• What to do:
Restate the listing below word for word; no picture is to be carried over.

• Records supplied:
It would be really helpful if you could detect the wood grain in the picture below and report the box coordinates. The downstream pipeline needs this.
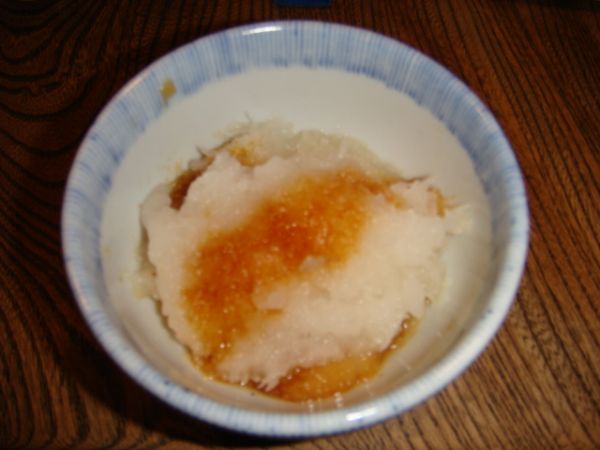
[1,0,599,448]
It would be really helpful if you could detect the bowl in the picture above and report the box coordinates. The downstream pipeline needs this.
[62,21,529,437]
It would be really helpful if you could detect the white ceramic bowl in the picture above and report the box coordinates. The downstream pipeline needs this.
[62,21,529,437]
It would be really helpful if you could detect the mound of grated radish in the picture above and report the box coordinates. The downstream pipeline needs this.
[140,121,461,401]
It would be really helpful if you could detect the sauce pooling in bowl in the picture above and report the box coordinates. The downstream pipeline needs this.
[181,167,411,400]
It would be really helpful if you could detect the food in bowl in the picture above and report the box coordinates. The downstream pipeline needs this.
[138,120,467,401]
[63,20,528,437]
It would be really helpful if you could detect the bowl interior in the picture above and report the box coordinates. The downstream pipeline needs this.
[63,21,528,435]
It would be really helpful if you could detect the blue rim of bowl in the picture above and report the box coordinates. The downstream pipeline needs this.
[62,20,529,437]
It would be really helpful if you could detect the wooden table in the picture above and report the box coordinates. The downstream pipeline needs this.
[1,1,598,448]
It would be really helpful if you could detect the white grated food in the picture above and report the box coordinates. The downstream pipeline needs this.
[140,120,463,392]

• Solution to the problem:
It would be really helpful if you could detect the wood grain in the picture below and report the box coordinates. The downstream pipeline needs this.
[1,0,599,448]
It would be really helpful if you could detect the bowl in the picture above and report the box coordinates. The downstream pipeline needs this.
[62,21,529,437]
It would be really helpful if you could detect the white ceramic bowl in the picture above and report the box coordinates. The downstream pipeline needs this.
[62,21,529,437]
It would be really helpful if you could detect the mound of grated radish in the picture above and report the box coordinates. The downstream pipeline needs this.
[140,121,461,401]
It would be really helpful if you could detect the sauce pooling in bowl in the picture above and report the box coordinates. The downstream pipeline needs this.
[181,167,411,400]
It would be really helpful if you could detect the food in bowl in the picture above and report the box coordinates. The downstream pipeline needs this.
[138,120,467,401]
[63,20,528,437]
It would be really helpful if you could detect the bowl interior in the picture above and report the box coordinates. The downstream pipeline needs this.
[63,21,528,435]
It would be really helpful if you could detect the blue rim of bowl in the picture above and report the box coordinates. The downstream pipeline needs this.
[62,20,529,437]
It would be really helpful if you could detect the wooden table in the picture above and report the box coordinates. The downstream pipeline needs this.
[1,1,598,448]
It would be really helpful if you could detect the white grated food in the picture above and report the box coordinates. The downstream pipeline needs this.
[140,120,463,392]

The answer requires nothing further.